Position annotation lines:
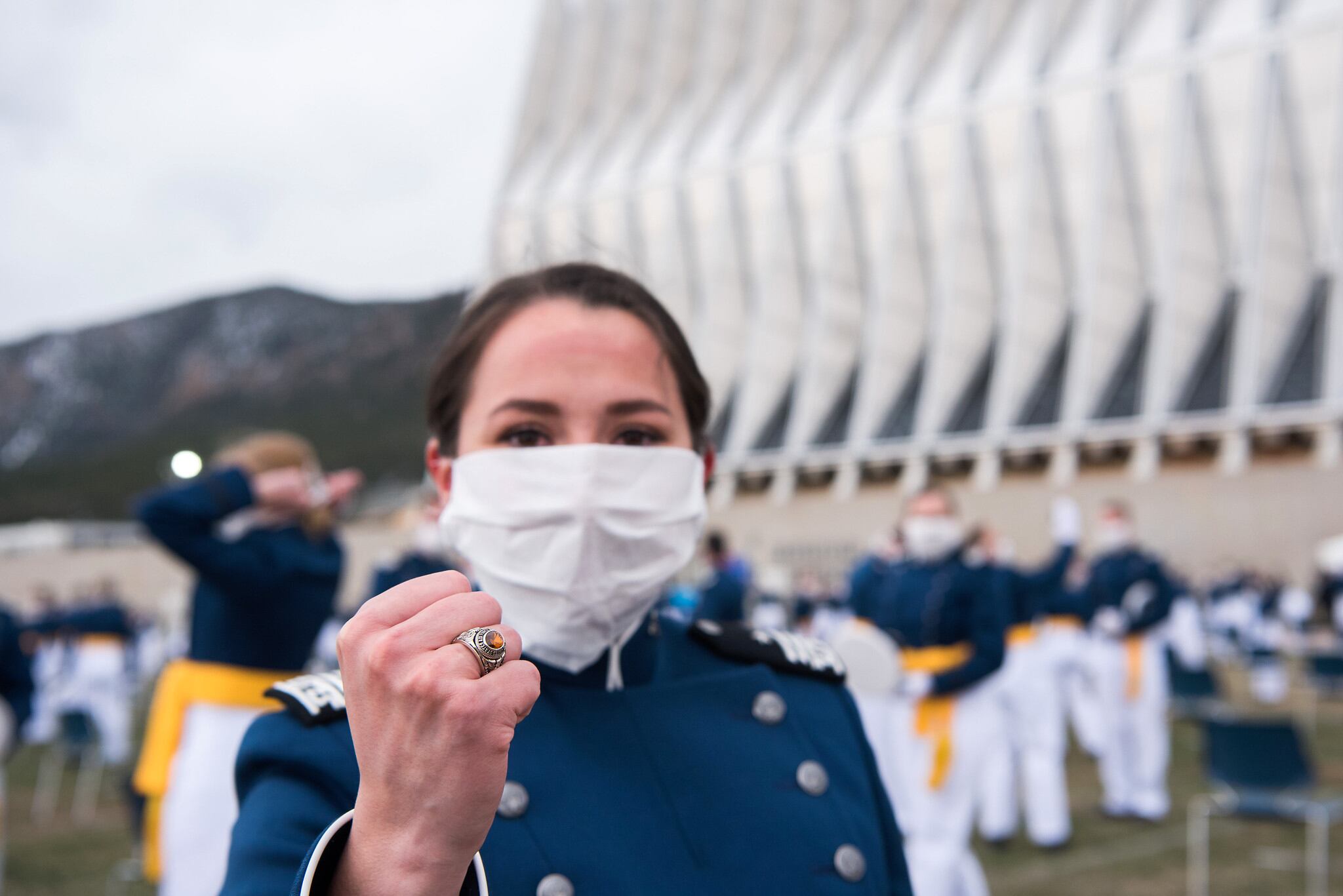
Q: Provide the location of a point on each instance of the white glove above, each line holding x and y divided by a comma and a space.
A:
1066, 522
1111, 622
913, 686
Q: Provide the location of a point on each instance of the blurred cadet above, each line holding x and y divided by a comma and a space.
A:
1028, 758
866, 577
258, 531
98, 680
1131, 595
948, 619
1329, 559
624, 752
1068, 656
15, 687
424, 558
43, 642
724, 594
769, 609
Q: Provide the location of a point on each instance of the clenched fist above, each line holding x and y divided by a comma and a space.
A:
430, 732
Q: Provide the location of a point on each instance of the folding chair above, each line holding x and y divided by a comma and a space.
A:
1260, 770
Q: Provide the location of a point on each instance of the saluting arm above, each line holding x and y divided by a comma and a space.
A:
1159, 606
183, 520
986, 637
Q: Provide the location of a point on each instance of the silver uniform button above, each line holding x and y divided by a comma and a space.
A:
--
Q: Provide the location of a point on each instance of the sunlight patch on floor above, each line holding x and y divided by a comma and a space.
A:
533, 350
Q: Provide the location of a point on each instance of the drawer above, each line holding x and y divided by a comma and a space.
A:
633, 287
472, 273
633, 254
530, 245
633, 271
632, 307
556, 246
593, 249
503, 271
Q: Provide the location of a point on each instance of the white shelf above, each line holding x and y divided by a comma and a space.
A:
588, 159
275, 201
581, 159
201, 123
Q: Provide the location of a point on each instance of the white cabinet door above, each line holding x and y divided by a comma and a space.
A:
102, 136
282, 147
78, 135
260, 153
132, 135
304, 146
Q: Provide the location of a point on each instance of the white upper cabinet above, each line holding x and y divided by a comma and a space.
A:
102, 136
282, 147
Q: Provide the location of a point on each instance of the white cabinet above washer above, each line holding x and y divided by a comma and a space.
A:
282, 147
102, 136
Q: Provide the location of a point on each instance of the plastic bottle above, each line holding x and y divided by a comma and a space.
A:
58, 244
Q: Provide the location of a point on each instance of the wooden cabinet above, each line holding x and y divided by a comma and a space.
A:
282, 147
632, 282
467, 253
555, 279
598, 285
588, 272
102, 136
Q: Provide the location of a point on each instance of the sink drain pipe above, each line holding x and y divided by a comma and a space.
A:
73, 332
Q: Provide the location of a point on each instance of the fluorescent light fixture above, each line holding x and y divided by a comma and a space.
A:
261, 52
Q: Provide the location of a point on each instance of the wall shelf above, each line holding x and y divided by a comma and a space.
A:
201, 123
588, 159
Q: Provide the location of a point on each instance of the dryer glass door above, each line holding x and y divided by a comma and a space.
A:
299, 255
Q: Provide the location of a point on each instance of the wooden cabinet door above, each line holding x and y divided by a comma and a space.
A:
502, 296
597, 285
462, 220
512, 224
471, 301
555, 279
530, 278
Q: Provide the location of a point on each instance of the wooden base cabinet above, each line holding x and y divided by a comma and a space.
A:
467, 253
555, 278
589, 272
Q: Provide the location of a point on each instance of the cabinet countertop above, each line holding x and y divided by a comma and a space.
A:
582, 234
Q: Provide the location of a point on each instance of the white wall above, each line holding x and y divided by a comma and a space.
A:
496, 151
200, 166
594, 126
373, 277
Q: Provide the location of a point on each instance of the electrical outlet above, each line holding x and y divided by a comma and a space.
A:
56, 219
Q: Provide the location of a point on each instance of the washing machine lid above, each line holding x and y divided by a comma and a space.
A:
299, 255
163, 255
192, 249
---
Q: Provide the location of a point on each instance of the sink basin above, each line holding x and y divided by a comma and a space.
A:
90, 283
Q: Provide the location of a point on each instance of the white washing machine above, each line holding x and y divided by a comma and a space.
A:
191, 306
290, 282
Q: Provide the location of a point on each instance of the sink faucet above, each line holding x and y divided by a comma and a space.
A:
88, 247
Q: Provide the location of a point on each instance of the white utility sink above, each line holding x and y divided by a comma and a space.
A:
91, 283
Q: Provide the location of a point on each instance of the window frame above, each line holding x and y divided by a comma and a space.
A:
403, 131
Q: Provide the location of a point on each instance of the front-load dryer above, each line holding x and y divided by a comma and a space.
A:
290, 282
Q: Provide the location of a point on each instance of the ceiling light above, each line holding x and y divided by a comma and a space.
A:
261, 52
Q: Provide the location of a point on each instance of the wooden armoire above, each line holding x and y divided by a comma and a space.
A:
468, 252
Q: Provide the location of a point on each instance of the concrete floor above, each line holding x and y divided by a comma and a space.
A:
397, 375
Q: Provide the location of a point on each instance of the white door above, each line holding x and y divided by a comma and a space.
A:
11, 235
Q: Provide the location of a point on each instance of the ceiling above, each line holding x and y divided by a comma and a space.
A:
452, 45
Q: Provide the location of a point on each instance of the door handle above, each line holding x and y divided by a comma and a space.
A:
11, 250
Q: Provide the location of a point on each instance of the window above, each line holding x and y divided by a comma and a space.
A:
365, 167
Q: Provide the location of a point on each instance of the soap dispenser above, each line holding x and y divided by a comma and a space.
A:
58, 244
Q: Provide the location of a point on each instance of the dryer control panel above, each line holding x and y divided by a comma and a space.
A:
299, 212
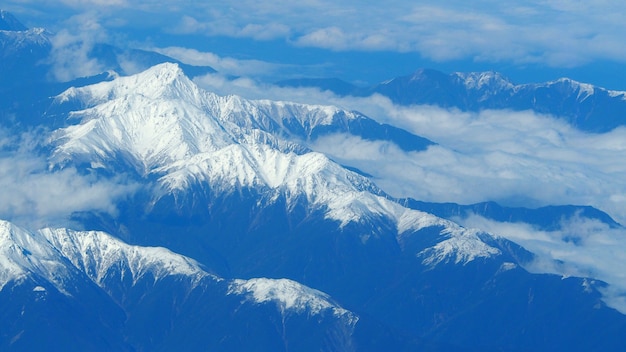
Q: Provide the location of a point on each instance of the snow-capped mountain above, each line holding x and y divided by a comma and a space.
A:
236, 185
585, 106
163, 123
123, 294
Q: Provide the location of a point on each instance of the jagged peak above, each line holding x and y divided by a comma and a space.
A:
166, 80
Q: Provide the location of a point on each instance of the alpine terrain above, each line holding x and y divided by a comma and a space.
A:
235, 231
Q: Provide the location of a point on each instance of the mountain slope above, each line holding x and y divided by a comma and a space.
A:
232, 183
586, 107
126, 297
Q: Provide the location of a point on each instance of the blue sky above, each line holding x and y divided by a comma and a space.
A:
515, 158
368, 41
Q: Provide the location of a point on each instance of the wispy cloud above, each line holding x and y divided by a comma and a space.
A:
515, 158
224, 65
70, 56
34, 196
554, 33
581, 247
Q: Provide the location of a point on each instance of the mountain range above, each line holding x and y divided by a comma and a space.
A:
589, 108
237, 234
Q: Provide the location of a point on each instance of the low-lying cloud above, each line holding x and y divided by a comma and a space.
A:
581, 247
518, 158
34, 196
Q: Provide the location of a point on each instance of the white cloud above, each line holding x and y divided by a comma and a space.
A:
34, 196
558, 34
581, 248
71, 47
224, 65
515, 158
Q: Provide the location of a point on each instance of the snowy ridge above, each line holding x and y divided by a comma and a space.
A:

Stated exercise: Please return every line above that contains the word "ceiling". Case counts.

Output for this exercise:
Q: Provide the location of a point on each instance of the ceiling light above, each line holding x and y divided by a comma and a space.
Q: Provide the location of a point on each instance of the ceiling above, each line holding x and y divided by a comma and a space.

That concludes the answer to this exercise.